The tasks –
1. Translate this sentence from the J&K passage into Spanish: "Today, J&K has breathed free."
2. From the J&K passage, list every field in which public-friendly legislation is said to have come into the state.
** Begin Text passage **
It appeared as if Lt. Sheikh Abdullah was out and out to create a Shiekhdom for him and his family. His priority number one was Lok Sabha membership for his wife, minister-ship for his son-in-law and future chief minster-ship for his son.
Mr Sheikh Abdullah never wanted the Comptroller & Auditor General of India and Supreme Court of India to come and exercise their powers in J & K. He wanted to rest and repose on a touch-me-not citadel while squandering and sapping the resources of the State as well as Central grants while accounting for nothing.
Today, J&K has breathed free. A host of public-friendly legislations have come into the state – may it be in field of ‘consumer Protection’ ‘Gram Nyayalyas‘, ‘Dowry Prohibition’, Free & compulsory education, better and fair land compensation, protecting whistleblowers, protecting wildlife and forests. And controversial and less effective laws – Resettlement Act, Transfer of Property Act, Sale of Goods Act, etc. – have virtually bid good bye to the State. The people of J & K can now bask and breed under the new legal framework, which seemingly has been very carefully crafted by the powers-that-be at the National Capital.
** End Text passage **
** Begin Dataset excerpts **
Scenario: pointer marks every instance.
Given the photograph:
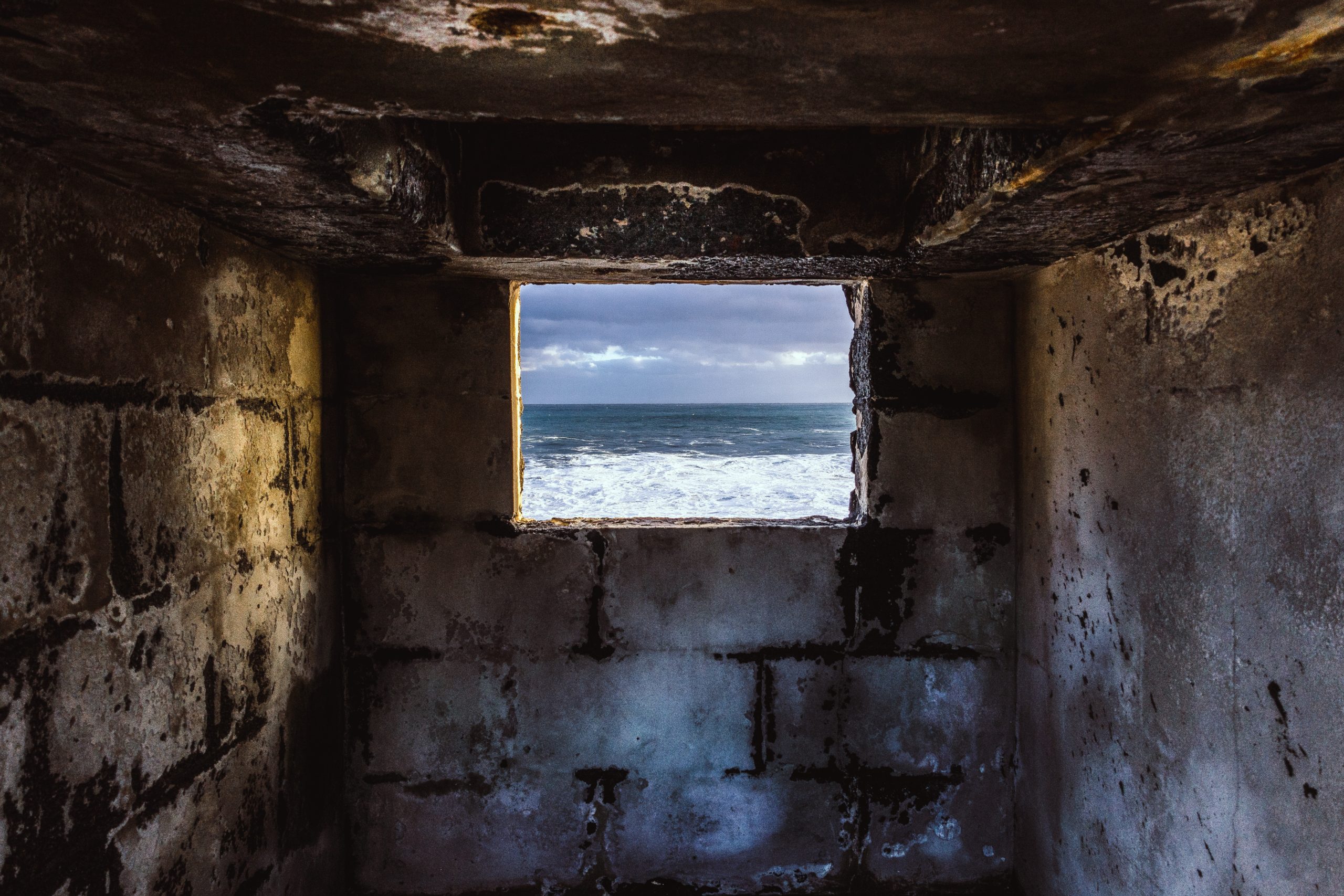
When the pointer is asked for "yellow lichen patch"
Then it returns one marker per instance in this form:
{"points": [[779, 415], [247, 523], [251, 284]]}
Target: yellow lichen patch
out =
{"points": [[507, 22], [1319, 38]]}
** End Dataset excerpts **
List of solutions –
1. Hoy, J&K ha respirado en libertad.

2.
- Consumer Protection
- Gram Nyayalyas
- Dowry Prohibition
- Free & compulsory education
- Better and fair land compensation
- Protecting whistleblowers
- Protecting wildlife and forests